--- SOURCE EXTRACT ---

KUALA LUMPUR, May 7 — Datin Seri Rosmah Mansor has filed two new applications in High Court, as part of her bid to be acquitted in her ongoing corruption trial involving alleged soliciting and receiving of millions of ringgit in bribes.
Rosmah’s lawyer Datuk Akberdin Abdul Kader confirmed to Malay Mail that two applications had been filed, with one application seeking to nullify Rosmah’s entire trial and another application seeking once again to remove Datuk Seri Gopal Sri Ram as the lead prosecutor of her corruption case.
Based on documents sighted by Malay Mail, the two applications were filed at the High Court in Kuala Lumpur yesterday.
The two new applications come just about a month before Rosmah and her lawyers would have to present her defence in court.
On February 18, the High Court had ruled that the prosecution had successfully proven a prima facie case against Rosmah by producing credible evidence to prove every element of the three bribery charges which would warrant a conviction if unrebutted.
The High Court had on February 18 ordered Rosmah to enter her defence to answer these charges, and Rosmah had at that time said she would defend herself by giving sworn evidence from the witness stand where she will be subjected to cross-examination.
The High Court had previously fixed June 9, 10, 15, 16, 17, 22, 23 and July 12 and 15 for the hearing for the defence stage of Rosmah’s trial, with Rosmah expected to testify in her own defence.
In the trial, Rosmah, who is the wife of former prime minister Datuk Seri Najib Razak, is accused of soliciting a RM187.5 million bribe and of receiving bribes totalling RM6.5 million in exchange for helping Jepak Holdings Sdn Bhd to secure a contract worth RM1.25 billion from the Education Ministry through direct negotiations.

--- DATASET SECTION ---

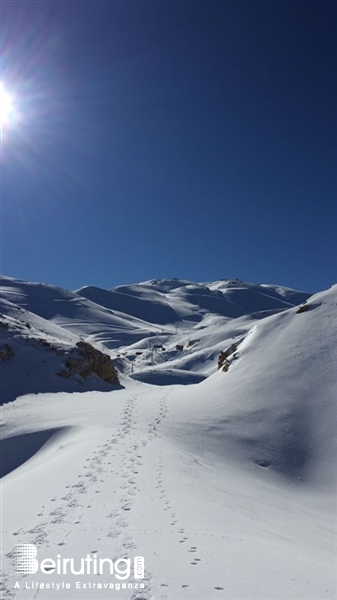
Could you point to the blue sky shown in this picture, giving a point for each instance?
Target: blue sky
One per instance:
(170, 139)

---

TASKS FOR THIS EXERCISE:
(A) In the news report, condense the paragraph beginning "Rosmah's lawyer Datuk Akberdin Abdul Kader" into a short bulleted list that keeps its main facts.
(B) Write out the passage of the news report starting at "On February 18, the" and ending at "her own defence.", word for word.

RESPONSES FOR EACH TASK:
(A)
- Rosmah's lawyer, Datuk Akberdin Abdul Kader, confirmed to Malay Mail that two applications were filed.
- One seeks to nullify Rosmah's entire trial.
- The other again seeks to remove Datuk Seri Gopal Sri Ram as lead prosecutor in her corruption case.

(B)
On February 18, the High Court had ruled that the prosecution had successfully proven a prima facie case against Rosmah by producing credible evidence to prove every element of the three bribery charges which would warrant a conviction if unrebutted.
The High Court had on February 18 ordered Rosmah to enter her defence to answer these charges, and Rosmah had at that time said she would defend herself by giving sworn evidence from the witness stand where she will be subjected to cross-examination.
The High Court had previously fixed June 9, 10, 15, 16, 17, 22, 23 and July 12 and 15 for the hearing for the defence stage of Rosmah’s trial, with Rosmah expected to testify in her own defence.